WHAT YOU HAVE TO DO:
Copy every line of the material below that contains the word "window".

Stored data entries:
◆ ◆ ◆

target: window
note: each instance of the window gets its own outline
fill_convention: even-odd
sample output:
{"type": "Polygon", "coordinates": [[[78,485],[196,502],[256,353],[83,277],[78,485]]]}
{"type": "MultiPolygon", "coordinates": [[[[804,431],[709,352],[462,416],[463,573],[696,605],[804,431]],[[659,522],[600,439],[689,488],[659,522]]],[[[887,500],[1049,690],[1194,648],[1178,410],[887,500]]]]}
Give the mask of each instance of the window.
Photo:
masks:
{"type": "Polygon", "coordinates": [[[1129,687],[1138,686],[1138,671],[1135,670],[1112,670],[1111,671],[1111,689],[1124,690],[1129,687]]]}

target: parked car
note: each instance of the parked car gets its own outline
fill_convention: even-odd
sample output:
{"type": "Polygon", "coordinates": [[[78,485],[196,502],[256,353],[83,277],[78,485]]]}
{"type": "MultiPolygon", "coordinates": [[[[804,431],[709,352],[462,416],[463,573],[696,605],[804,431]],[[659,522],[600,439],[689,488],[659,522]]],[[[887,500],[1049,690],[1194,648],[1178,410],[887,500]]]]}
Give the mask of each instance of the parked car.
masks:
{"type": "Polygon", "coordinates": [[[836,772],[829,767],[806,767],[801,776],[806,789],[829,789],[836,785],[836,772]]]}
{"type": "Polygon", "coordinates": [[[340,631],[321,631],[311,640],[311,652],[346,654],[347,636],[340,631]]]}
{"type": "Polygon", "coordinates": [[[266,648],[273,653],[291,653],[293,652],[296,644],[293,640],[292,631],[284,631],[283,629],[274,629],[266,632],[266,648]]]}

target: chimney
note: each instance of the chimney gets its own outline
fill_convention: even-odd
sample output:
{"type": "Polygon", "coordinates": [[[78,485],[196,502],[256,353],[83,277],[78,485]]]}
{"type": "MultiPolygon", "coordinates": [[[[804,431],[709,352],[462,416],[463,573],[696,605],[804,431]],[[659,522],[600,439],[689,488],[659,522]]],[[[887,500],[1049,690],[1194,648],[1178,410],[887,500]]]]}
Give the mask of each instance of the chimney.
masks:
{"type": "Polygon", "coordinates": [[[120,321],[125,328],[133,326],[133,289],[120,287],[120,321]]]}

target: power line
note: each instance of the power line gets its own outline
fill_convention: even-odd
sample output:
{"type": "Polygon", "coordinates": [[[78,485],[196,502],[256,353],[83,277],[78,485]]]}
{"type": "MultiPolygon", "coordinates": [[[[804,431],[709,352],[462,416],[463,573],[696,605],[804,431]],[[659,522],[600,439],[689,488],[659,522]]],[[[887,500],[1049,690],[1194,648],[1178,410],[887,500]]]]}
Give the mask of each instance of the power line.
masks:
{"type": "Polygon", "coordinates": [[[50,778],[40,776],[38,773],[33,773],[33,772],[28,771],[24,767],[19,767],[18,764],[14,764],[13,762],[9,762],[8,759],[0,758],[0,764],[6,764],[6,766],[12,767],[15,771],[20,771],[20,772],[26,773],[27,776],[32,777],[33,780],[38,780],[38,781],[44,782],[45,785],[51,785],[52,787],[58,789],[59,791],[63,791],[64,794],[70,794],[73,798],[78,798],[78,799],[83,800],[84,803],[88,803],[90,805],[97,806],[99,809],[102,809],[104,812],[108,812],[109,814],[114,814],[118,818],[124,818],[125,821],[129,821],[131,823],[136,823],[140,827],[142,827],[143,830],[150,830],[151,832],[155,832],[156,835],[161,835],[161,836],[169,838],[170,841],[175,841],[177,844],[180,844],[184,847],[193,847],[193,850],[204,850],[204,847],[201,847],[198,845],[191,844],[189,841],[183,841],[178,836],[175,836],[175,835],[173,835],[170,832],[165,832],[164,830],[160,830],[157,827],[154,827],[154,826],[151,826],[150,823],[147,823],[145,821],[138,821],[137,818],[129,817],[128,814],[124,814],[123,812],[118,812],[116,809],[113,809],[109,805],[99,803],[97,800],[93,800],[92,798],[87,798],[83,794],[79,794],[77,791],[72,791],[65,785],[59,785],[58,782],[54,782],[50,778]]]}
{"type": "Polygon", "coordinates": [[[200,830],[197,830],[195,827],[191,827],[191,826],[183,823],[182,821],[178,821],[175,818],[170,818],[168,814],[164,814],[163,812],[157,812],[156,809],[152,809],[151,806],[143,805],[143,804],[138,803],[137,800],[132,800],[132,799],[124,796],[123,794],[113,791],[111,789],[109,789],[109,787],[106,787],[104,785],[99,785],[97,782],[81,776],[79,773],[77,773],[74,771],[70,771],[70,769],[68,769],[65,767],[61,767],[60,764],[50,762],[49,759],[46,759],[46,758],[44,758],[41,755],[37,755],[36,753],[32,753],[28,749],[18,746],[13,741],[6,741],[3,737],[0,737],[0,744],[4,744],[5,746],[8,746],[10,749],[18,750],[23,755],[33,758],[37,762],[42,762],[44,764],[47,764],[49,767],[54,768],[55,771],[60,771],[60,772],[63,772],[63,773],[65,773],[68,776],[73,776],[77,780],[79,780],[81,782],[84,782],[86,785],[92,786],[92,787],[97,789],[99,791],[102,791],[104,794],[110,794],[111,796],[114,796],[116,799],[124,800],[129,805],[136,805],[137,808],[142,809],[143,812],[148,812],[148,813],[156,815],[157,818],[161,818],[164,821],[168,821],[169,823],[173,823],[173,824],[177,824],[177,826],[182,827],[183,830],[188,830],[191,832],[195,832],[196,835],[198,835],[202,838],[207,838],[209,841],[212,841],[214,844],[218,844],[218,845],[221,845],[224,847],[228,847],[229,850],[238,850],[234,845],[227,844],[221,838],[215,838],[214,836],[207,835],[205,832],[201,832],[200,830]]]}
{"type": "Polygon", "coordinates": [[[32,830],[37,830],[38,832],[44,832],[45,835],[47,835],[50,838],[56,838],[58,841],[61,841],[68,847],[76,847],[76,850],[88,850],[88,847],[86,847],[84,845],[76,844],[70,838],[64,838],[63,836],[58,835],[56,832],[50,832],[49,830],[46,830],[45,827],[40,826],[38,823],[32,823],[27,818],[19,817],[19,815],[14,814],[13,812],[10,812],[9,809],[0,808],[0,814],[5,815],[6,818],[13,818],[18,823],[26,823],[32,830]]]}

◆ ◆ ◆

RESPONSE:
target: window
note: each instance of the window gets its own outline
Give the mask of each instance of the window.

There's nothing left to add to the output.